#### TASK BRIEF
Each record below has to be printed verbatim.

(Records from a dataset)
Segment Open

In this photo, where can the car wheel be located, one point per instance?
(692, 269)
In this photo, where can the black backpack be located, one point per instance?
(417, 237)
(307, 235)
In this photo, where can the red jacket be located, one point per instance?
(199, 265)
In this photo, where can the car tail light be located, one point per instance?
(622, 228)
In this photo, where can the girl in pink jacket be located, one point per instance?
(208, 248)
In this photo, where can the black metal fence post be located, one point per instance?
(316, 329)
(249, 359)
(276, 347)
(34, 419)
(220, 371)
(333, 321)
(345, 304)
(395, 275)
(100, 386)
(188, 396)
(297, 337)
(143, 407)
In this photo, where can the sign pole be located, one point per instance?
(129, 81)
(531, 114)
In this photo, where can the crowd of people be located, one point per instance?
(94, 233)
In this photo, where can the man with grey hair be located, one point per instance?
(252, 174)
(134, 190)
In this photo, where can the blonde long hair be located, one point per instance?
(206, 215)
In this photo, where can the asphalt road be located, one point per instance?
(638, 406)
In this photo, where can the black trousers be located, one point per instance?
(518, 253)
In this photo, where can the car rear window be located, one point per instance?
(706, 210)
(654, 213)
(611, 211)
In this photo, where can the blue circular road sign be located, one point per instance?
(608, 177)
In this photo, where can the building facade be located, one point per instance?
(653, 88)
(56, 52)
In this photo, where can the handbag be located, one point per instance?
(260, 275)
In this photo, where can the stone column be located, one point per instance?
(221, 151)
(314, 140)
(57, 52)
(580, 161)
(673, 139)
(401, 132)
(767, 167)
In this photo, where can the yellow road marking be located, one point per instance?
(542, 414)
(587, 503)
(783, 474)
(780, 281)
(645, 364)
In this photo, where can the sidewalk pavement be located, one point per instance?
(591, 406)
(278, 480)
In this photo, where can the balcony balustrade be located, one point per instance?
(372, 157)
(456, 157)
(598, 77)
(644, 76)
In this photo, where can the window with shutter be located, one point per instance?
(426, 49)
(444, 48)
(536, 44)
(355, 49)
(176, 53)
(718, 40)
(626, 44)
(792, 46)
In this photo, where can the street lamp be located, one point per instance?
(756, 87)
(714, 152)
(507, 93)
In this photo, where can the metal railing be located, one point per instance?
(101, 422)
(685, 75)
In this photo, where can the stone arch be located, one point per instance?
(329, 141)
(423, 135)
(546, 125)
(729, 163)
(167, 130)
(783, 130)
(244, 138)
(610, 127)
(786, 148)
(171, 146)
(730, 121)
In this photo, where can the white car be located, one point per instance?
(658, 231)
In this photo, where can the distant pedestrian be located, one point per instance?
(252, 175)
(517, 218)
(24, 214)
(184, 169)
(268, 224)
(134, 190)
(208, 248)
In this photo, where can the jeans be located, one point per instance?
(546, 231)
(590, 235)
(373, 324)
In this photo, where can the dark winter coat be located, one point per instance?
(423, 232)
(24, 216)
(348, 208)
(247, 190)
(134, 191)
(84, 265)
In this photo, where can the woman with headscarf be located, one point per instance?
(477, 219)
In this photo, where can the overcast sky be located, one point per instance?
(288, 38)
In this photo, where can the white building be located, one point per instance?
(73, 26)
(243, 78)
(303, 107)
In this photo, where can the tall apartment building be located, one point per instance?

Segment Closed

#### ANSWER TO THIS PROBLEM
In this photo, where can the car wheel be located, one point per instance?
(692, 269)
In this photo, where can the black backpack be located, one point per instance?
(417, 237)
(307, 235)
In this photo, where can the red jacket be located, one point per instance?
(199, 265)
In this photo, where can the car tail light be located, one point per instance?
(622, 228)
In this photo, where can the girl in pink jacket be located, one point per instance?
(208, 248)
In this photo, where can the black metal fence post be located, one point per instance?
(316, 329)
(249, 359)
(276, 347)
(34, 419)
(220, 371)
(333, 321)
(345, 304)
(395, 275)
(100, 386)
(188, 396)
(297, 337)
(143, 407)
In this photo, where can the sign pole be located, one point per instance?
(129, 81)
(531, 114)
In this photo, where can the crowd of people be located, one point per instance?
(94, 233)
In this photo, where can the man with grey hair be located, one point per instance?
(252, 174)
(134, 190)
In this photo, where can the blonde long hair be located, one point per instance?
(206, 215)
In this photo, where can the asphalt road be located, one point per instance?
(638, 406)
In this photo, where can the black trousers be located, one point per instance?
(518, 253)
In this photo, where can the car rear window be located, one point per instance?
(706, 210)
(654, 213)
(611, 211)
In this photo, where can the blue circular road sign be located, one point per instance?
(608, 177)
In this photo, where can the building facade be located, one point per instance?
(653, 88)
(56, 52)
In this photo, where can the handbag be located, one point per instance?
(260, 275)
In this photo, where can the stone column be located, one point per instance?
(221, 151)
(314, 140)
(57, 52)
(580, 161)
(673, 139)
(401, 132)
(767, 167)
In this photo, where can the yellow road marking be located, one point per instance?
(542, 414)
(587, 503)
(783, 474)
(780, 281)
(645, 364)
In this photo, where can the sidewalk pavement be located, one point per instance?
(591, 406)
(278, 480)
In this photo, where can the balcony balustrade be located, one point per instance?
(372, 157)
(456, 157)
(598, 77)
(644, 76)
In this photo, where can the window with shutter be located, one point per instance?
(426, 49)
(444, 48)
(536, 44)
(355, 49)
(176, 53)
(718, 40)
(626, 44)
(792, 46)
In this photo, where can the street lamp be located, one point per instance?
(756, 87)
(714, 152)
(507, 93)
In this photo, where can the metal railing be located, one point per instance?
(101, 422)
(685, 75)
In this photo, where can the stone arch be located, one point per instance?
(329, 141)
(423, 135)
(546, 125)
(729, 163)
(167, 130)
(783, 130)
(244, 138)
(610, 127)
(786, 148)
(171, 146)
(730, 121)
In this photo, where can the white car be located, one point per instance?
(658, 231)
In this photo, where can the distant pedestrian be located, one point per instance?
(252, 175)
(517, 218)
(24, 214)
(184, 169)
(268, 224)
(134, 190)
(208, 248)
In this photo, where can the jeans be located, one point per instance?
(546, 231)
(590, 235)
(373, 324)
In this photo, where can the dark winter coat be located, one point per instance?
(423, 232)
(24, 216)
(348, 208)
(247, 190)
(134, 191)
(84, 265)
In this photo, where can the woman with headscarf be located, one point per instance?
(477, 219)
In this photo, where can the overcast sky be located, one point per instance?
(288, 38)
In this photo, where can the white building be located, one point per instance?
(73, 26)
(243, 78)
(303, 107)
In this photo, where can the tall apartment building be located, one point per instance?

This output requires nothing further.